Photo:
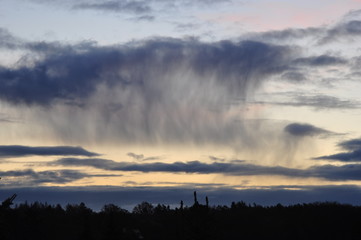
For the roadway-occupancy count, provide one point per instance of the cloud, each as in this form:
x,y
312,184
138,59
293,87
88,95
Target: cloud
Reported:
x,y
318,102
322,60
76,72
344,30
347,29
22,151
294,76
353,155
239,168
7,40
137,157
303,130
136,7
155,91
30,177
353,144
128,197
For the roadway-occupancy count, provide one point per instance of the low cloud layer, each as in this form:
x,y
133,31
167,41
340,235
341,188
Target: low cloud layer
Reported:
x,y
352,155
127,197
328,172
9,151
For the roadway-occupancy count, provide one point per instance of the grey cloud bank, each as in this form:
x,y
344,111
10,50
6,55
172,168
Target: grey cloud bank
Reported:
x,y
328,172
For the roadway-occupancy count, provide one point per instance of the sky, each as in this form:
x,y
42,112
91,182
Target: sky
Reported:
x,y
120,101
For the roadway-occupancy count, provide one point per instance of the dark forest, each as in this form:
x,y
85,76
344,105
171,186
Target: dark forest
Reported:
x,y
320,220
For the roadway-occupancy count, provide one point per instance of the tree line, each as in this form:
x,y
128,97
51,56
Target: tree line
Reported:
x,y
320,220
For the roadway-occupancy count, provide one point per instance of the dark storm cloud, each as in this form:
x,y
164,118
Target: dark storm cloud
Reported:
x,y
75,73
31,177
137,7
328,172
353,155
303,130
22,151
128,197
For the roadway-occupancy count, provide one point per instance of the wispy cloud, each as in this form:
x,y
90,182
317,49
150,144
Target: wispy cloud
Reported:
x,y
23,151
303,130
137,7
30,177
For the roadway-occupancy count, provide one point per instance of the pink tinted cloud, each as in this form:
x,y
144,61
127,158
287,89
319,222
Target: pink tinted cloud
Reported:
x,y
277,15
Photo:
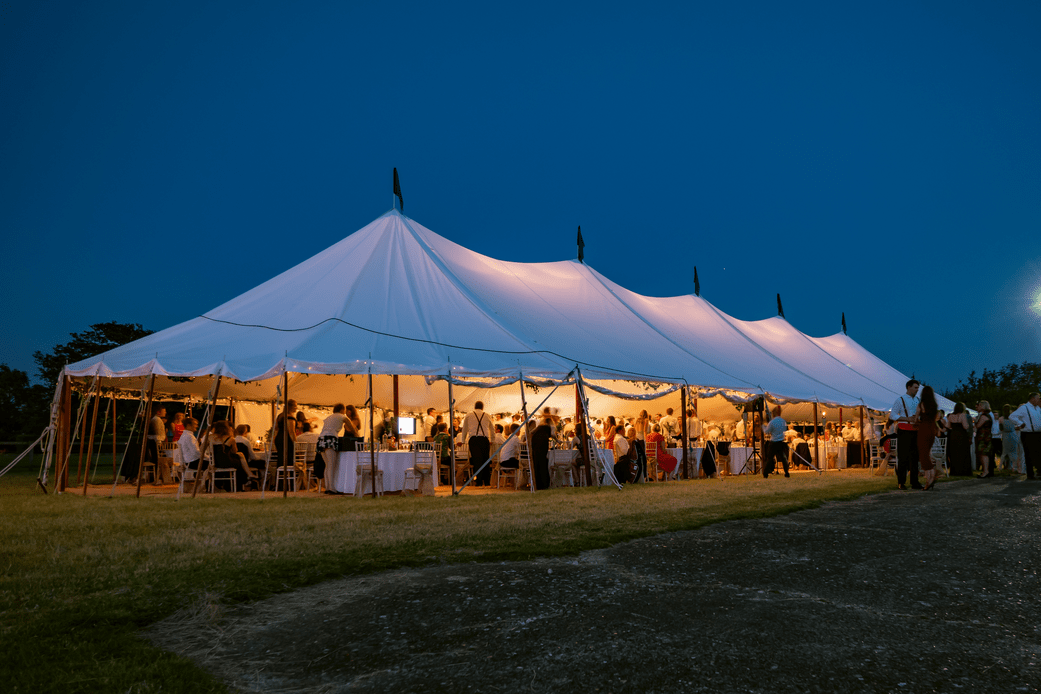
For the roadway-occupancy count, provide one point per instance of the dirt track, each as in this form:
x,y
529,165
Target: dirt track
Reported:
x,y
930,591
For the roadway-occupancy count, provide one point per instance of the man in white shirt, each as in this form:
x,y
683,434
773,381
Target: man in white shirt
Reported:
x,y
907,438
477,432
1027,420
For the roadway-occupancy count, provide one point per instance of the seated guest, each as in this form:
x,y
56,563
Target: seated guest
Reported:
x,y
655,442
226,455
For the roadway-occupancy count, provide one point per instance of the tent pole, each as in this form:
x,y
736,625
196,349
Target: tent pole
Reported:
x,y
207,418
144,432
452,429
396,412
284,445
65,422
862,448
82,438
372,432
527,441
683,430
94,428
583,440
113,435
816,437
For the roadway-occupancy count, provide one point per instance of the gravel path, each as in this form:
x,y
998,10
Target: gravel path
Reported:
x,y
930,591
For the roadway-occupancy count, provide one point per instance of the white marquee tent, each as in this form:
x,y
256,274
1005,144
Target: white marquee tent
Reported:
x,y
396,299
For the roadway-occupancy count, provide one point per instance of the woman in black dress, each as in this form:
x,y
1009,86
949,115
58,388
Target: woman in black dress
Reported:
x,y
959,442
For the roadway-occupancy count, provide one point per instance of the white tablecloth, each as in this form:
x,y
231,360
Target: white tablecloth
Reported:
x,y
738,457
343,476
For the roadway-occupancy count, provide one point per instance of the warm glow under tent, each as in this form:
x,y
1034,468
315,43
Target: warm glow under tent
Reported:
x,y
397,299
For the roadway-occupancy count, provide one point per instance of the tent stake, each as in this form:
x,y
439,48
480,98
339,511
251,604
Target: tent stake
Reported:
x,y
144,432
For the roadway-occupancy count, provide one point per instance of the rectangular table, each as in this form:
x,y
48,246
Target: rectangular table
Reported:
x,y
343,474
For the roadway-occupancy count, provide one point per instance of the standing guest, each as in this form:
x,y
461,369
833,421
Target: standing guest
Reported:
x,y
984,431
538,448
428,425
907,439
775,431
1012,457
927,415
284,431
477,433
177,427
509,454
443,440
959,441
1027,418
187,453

---

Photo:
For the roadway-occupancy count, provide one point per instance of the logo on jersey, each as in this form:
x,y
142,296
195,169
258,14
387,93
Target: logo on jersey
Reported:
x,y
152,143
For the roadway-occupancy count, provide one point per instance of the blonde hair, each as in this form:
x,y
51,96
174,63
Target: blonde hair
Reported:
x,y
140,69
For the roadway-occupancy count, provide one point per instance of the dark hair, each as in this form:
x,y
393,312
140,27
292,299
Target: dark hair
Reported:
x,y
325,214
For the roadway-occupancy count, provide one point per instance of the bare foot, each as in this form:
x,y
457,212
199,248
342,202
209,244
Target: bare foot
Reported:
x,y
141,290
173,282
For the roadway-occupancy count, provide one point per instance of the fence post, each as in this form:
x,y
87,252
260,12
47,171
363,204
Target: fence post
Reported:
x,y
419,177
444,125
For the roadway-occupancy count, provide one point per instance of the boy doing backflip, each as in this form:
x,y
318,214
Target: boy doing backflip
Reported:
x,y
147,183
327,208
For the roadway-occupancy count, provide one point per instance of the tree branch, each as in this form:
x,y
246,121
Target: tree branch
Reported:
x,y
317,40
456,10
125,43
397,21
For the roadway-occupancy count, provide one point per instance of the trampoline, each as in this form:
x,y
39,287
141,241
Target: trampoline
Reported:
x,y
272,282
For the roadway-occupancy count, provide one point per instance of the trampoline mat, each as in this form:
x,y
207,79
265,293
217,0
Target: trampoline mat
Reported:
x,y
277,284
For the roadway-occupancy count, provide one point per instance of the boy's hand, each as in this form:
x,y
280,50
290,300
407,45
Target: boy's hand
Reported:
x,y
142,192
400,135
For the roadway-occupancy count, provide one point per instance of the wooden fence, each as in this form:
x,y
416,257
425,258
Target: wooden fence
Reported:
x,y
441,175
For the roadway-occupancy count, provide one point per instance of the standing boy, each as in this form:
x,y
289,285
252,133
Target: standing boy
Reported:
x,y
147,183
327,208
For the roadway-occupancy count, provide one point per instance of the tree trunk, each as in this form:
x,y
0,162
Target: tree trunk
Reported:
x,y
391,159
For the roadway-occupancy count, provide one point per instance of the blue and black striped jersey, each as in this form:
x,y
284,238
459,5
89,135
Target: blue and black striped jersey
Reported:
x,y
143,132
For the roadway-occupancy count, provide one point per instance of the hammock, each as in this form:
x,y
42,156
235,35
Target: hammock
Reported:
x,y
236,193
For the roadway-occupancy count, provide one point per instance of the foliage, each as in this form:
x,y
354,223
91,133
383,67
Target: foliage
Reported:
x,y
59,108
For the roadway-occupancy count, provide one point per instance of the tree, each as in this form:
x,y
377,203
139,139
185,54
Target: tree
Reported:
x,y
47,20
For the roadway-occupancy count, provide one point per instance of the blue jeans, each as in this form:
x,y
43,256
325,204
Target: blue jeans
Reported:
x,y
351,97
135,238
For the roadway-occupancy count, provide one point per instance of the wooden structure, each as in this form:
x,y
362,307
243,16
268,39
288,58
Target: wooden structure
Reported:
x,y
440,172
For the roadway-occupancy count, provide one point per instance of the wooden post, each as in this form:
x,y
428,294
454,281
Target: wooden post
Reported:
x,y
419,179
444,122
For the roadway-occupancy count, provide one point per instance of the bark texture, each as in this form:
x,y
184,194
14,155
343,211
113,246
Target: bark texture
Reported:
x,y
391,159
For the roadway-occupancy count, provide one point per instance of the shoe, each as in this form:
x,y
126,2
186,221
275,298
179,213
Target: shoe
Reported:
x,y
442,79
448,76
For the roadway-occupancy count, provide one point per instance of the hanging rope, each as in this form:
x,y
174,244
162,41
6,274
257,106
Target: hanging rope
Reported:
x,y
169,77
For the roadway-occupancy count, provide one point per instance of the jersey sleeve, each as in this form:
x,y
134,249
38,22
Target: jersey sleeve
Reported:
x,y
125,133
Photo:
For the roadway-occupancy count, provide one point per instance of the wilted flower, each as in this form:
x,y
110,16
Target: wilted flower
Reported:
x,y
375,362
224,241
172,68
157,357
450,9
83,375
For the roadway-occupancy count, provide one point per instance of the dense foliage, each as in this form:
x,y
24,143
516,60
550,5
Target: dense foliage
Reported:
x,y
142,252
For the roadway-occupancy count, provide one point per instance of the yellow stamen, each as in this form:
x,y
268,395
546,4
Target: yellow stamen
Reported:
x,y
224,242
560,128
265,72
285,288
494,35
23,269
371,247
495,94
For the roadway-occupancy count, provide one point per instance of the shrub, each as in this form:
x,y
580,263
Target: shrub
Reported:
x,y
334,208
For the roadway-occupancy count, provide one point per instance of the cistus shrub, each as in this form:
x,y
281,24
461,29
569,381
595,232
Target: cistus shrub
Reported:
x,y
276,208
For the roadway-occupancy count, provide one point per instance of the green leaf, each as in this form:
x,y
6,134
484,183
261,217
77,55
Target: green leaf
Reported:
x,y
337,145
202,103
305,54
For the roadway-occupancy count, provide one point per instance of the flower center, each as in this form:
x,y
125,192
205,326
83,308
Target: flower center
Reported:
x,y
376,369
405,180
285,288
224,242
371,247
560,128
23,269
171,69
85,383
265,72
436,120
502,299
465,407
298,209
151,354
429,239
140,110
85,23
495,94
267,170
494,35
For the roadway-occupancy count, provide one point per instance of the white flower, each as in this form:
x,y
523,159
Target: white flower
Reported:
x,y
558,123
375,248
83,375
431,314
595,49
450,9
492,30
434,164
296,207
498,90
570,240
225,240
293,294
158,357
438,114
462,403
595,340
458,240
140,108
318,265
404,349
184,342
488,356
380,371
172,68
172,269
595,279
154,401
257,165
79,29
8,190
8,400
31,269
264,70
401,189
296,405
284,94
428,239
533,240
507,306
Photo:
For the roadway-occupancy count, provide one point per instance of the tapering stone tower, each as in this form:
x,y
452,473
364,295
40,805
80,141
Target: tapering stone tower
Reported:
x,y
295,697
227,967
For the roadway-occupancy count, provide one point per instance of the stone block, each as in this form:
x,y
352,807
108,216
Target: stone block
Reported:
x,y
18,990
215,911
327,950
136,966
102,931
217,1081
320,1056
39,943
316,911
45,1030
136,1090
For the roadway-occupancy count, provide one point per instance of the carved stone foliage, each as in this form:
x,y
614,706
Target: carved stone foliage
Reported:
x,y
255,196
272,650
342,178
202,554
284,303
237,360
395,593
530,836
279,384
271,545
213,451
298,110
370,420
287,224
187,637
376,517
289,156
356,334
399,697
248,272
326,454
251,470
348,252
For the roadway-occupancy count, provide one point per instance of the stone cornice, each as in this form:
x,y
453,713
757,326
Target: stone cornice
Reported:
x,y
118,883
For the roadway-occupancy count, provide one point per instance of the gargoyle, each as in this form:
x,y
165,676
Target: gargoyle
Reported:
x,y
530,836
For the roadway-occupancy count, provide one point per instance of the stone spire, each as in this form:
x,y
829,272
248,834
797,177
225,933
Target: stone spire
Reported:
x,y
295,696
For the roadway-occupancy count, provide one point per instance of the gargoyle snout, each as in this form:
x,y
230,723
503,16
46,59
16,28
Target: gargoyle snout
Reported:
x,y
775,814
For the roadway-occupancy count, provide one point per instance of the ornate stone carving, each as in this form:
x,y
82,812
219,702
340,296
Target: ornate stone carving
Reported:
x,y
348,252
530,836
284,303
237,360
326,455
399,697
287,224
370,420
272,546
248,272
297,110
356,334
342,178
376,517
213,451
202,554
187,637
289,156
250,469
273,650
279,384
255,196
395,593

### Problem to work on
Find the string "track" in the entries above and return each line that holds it.

### Solved problem
For the roadway-occupancy count, provide one point per instance of the dirt track, each as in this form:
Target: dirt track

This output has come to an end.